* Records shown
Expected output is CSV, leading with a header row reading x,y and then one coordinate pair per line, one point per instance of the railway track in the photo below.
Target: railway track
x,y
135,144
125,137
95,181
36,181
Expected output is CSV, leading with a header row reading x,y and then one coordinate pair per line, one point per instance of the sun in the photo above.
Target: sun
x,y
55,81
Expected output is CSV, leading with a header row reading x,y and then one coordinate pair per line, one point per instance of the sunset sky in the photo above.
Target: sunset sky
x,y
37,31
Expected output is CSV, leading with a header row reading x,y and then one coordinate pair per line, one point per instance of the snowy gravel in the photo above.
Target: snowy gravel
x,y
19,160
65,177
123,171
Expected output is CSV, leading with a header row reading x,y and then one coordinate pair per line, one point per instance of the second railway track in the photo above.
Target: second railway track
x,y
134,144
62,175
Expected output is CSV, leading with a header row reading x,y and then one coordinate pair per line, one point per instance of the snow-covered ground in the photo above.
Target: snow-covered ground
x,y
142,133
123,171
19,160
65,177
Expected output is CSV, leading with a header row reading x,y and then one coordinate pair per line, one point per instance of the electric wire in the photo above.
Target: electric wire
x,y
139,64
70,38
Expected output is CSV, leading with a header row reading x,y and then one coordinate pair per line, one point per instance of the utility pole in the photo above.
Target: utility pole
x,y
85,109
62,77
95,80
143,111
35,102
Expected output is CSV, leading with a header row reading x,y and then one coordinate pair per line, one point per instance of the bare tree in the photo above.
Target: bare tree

...

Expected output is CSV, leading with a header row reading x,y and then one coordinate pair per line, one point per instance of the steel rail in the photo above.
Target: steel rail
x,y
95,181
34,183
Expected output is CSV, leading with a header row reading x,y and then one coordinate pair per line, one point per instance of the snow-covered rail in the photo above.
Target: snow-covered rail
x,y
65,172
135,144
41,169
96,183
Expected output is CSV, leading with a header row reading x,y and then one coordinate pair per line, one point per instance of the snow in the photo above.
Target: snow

* Work instructions
Write out, as a numbered list with blank lines omitted, only the part of the material that opens with the line containing "track in the photo above." and closes with the line containing "Target: bare tree", including both of those lines.

* Output below
1. Expected output is CSV, leading with a header row reading x,y and then one coordinate pair per line, one point per instance of the second railway track in the photo above.
2. Target: second railway track
3. x,y
4. 134,144
5. 62,175
6. Expected output is CSV, leading with a header row reading x,y and then one coordinate pair per line, one point per instance of the snow-covered ground in the photo above.
7. Target: snow-covered ground
8. x,y
9. 142,133
10. 123,171
11. 19,160
12. 65,177
13. Expected output is CSV, leading with a header row reading x,y and then one coordinate pair per line, one point per instance of the electric wire in the photo above.
14. Target: electric wire
15. x,y
16. 139,64
17. 70,38
18. Expected output is CSV, leading with a header row reading x,y and then one coordinate pair per line, one point per instance of the utility pole in the photo above.
19. Target: utility pole
20. x,y
21. 85,109
22. 62,77
23. 95,80
24. 143,111
25. 35,102
26. Expected output is CSV, leading with a header row reading x,y and then one coordinate pair per line, one point per instance of the bare tree in the photo above.
27. Target: bare tree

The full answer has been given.